--- Given entries Enclosed Below ---

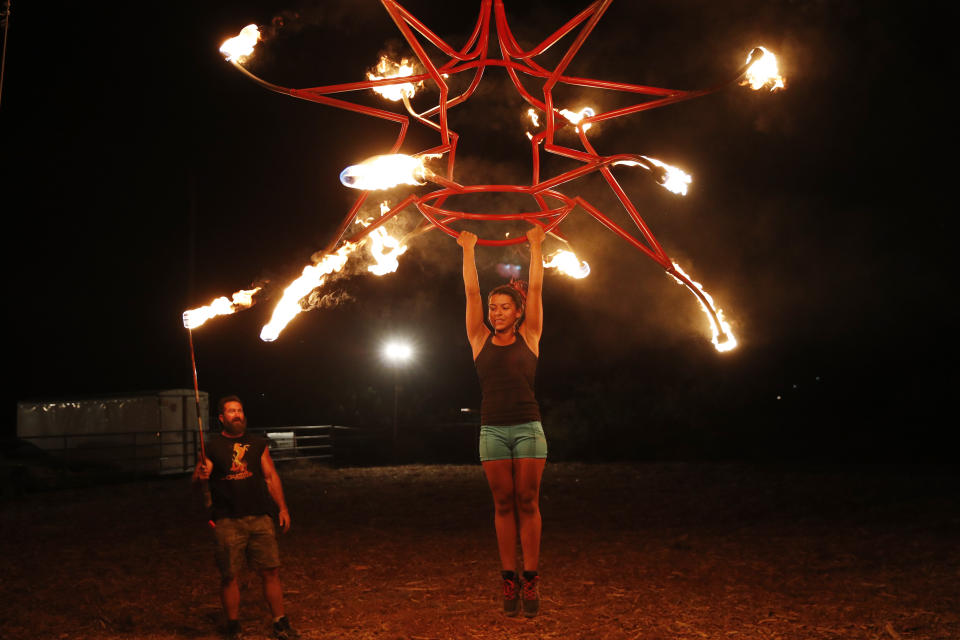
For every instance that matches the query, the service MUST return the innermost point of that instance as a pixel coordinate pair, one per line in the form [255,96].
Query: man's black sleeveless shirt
[237,485]
[506,381]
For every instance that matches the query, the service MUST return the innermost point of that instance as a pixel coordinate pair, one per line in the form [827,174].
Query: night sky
[142,176]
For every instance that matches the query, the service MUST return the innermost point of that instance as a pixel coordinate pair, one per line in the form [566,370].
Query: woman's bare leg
[527,473]
[500,478]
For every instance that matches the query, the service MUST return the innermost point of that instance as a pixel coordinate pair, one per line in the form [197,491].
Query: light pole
[396,353]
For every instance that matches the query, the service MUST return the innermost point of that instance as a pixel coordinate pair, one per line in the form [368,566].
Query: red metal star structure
[474,58]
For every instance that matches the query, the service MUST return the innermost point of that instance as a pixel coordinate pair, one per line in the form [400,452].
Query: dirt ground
[641,551]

--- End of Enclosed Given entries ---

Assignment – The entries are to be printed exactly as written; the pictures are to be left out.

Answer to this task –
For every instance that matches the query, the service MUST return the innermost point of that instance as a pixel coordinate pair, one per line in the form [255,96].
Query: man's black sleeveless shirt
[237,485]
[506,381]
For every instance that matches the query, the service MUST return the innermost point of that instance as a pixel coordinate pair, one per line in the form [827,174].
Query: night sky
[142,176]
For every instance that matches the query, the service MUST return the innermost point of that instance as a pixel coordinate pair, one per line in the form [566,370].
Query: woman's bare leg
[527,473]
[500,478]
For every instance that matches the query, the service MUST return the innermost point of that instance as a pixel coordinate pair, one per line in the form [197,491].
Query: light pole
[396,353]
For every instance that matches the query, the service MUST return the innermost point of that instance as a pixel coordinate pair, one per line in the form [368,566].
Query: red metal star structure
[474,58]
For every instance that matches the query, the service MUST return the innermost point of that instance as a pixel coordinate pair, one per line in the form [400,452].
Query: dirt ground
[641,551]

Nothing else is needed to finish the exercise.